Looks like you’re accessing a dev server that’s running in http mode via https.

Hmm, my notes included https… But yes, using http works.

The dev server has some options to use https, or you can put e.g. nginx in front of it (the dev setup docs mention this as an option). But by default it’s http-only since that’s the easiest way to use it in development.

As agreed during yesterday’s meeting, I have created a docker-compose file that sets up the CERN Search microservice alongside Nginx, Postgres, Redis, ElasticSearch and Tika. This should be enough to get us started with the development of the plugin:

In order to run it, you should download the file to the root folder of the cern-search repo. You will also have to generate the test certificates by hand (we could have it in a separate Dockerfile for nginx, though…)

$ sh scripts/gen-cert.sh
$ mkdir nginx/tls
$ mv nginx.crt nginx/tls/tls.crt
$ mv nginx.key nginx/tls/tls.key
$ rm nginx.csr

If OpenSSL complains about the password being too short, just replace pass:x with pass:12345 in gen-cert.sh (I’ll send a PR to fix that upstream).

Then do docker-compose up and you should have your development cluster running.

I managed to log in to Invenio (https://localhost:8080)

(username: test@example.com, password: test1234)

Retrieving records through the REST API results in an error, probably because I haven’t set up the ElasticSearch indices propertly. In any case, it’s a start.

Apache Tika seems to work fine when I connect to it using tika-python:

In [16]: from tika import parser

In [17]: parser.from_file('/tmp/test.docx', serverEndpoint="http://localhost:9998")
Out[17]:
{'content': u'\n\n\n\n\n\n\n\n\n\n\n\n\n\n\n\n\n\n\n\n\n\n\n\n\n\n\n\n\n\n\n\n\n\n\n\nTEST2\n',
 'metadata': {u'Application-Name': u'LibreOffice/5.3.6.1$Linux_X86_64 LibreOffice_project/30$Build-1',
...
2 Likes

@pferreir I would appreciate, if you can provide a bit more information about docker (I never used docker before apart from the initial test to run the HelloWorld and list the docker images…).
I installed docker (version: 1.13.1, API version 1.26) and docker-compose (version: 1.24.0)
I created a directory with the downloaded docker-compose.yml file you created and tried to run docker-compose up but this required the Dockerfile. What should the Dockerfile contain? And obviously I am missing the commands to initialize docker and the “development cluster”.
Also, you are using gen-cert.ch to create the certificates. What is the content of this file? a simple openssh command?

I think this answers your question :wink:

In order to run it, you should download the file to the root folder of the cern-search repo.

The repo to clone is GitHub - inveniosoftware-contrib/citadel-search: Citadel: Enterprise Search - it includes the Dockerfile and get-cert.sh script.

THANK YOU! Yes it does.

Hi,

quick question: does the plugin search_invenio actually works? Has it seen working?
_____
ACTIONS TO TAKE »
1. In the forum thread on setting up CERN Search for development, which address was used to log in to Invenio?
2. Continue the forum thread on the CERN Search development setup from where it stops.

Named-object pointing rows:
_____
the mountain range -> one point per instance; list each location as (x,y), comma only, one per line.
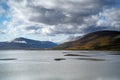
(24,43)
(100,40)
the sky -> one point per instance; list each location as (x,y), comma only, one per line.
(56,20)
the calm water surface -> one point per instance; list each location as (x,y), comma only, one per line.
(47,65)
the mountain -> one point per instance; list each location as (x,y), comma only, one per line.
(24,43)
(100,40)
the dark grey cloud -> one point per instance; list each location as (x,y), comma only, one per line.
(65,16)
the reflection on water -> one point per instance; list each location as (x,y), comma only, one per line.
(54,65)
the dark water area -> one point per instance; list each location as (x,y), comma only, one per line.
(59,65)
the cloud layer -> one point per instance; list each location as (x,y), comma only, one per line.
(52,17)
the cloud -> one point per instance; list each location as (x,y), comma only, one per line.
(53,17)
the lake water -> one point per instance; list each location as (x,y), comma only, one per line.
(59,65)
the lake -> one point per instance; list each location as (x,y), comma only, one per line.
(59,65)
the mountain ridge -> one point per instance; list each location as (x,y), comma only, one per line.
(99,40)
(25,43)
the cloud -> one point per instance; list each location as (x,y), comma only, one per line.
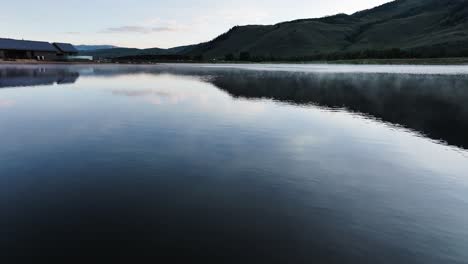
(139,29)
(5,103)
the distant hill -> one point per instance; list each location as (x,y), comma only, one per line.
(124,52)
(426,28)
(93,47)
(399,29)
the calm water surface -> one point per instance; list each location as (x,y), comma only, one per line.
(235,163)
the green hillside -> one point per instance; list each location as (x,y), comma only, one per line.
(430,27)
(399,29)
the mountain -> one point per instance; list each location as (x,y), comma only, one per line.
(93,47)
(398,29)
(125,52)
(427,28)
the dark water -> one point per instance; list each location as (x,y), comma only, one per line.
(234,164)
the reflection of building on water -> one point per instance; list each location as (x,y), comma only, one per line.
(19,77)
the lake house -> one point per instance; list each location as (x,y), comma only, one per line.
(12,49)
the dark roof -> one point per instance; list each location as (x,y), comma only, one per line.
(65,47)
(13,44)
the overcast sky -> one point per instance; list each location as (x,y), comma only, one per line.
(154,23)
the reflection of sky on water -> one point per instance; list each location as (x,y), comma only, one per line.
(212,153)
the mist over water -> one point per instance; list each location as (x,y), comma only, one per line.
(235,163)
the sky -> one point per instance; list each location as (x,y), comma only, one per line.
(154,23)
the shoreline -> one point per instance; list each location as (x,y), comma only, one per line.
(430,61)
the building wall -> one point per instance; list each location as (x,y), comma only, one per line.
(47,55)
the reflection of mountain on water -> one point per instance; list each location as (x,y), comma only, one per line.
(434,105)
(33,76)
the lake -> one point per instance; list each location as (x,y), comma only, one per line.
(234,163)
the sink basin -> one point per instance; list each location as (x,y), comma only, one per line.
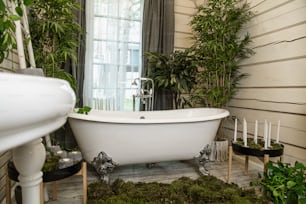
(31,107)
_____
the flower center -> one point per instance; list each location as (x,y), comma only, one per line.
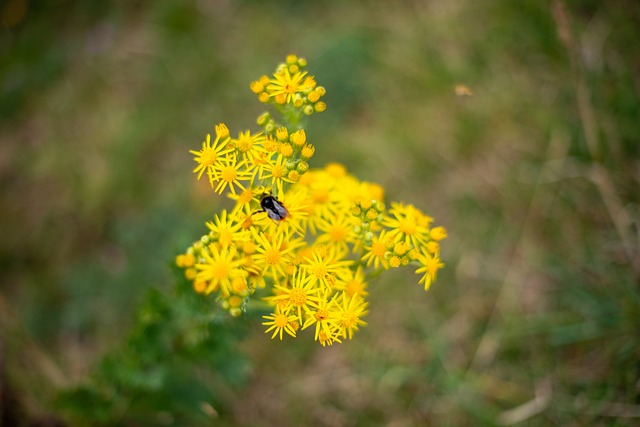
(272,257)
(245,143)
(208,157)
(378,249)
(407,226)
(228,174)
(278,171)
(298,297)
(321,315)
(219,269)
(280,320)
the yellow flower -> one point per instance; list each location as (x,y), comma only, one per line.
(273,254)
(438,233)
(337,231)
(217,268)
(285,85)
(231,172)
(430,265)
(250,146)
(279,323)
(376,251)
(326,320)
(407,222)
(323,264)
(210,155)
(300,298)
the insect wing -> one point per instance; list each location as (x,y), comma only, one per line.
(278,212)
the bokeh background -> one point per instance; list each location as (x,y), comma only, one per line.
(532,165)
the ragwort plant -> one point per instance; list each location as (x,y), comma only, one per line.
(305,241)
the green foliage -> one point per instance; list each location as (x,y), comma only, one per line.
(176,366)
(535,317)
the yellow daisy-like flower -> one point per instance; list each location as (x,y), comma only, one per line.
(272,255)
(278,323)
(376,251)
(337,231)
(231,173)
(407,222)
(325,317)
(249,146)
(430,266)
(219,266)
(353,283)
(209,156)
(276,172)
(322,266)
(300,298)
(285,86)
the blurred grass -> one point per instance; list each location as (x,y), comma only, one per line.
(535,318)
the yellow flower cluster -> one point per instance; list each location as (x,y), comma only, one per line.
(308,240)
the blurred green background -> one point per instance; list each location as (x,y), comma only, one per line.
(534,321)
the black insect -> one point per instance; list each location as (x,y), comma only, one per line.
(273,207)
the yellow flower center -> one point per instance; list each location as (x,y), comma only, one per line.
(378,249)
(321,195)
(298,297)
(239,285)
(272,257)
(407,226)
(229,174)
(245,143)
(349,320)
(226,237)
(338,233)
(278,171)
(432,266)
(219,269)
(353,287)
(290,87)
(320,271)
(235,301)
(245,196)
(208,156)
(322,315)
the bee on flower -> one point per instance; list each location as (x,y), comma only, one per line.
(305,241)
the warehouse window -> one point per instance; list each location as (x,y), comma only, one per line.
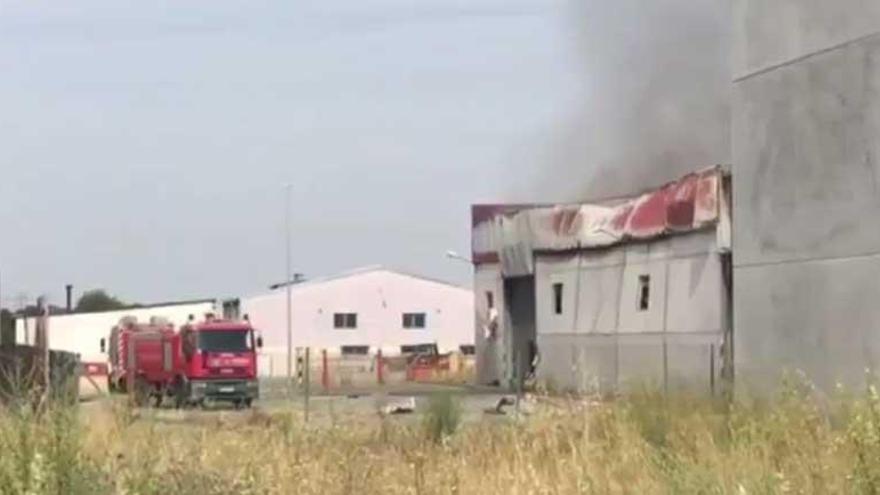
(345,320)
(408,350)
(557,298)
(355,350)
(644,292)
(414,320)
_____
SET OF ANSWERS »
1. https://localhost:8080

2.
As you know, I am trying to write a new plugin based on that one, trying to reuse as much as possible. But, was it functional?

For example, are all templates correct?

At this point, until we have CERN Search deployed, I am trying to mock an EventEntry() object as fake output of a query. I thought, naively, that if I build that object properly, I should see its content in the web page. But I am getting “Build Errors”.

  • It could be (hopefully !!) I am not creating the object correctly.
  • Or it could be the template interpolation is failing.

This is what makes me wonder if the code and architecture of search_invenio is correct…


Speaking of classes in entries.py, are they documented somewhere?
The input options are:

  • result_id
  • title
  • location
  • start_date
  • materials
  • authors
  • description

Unclear to me the type of some of them (strings, integers, …) and their meaning. Where can I find some documentation?

replying myself…
I have just been reminded the invenio plugin does not work.
So the idea then is to interpolate the HTML templates directly with the JSON from the queries, correct?

It always helps to have the correct network configuration…
I followed @pferreir instructions and it was really simple to have docker running.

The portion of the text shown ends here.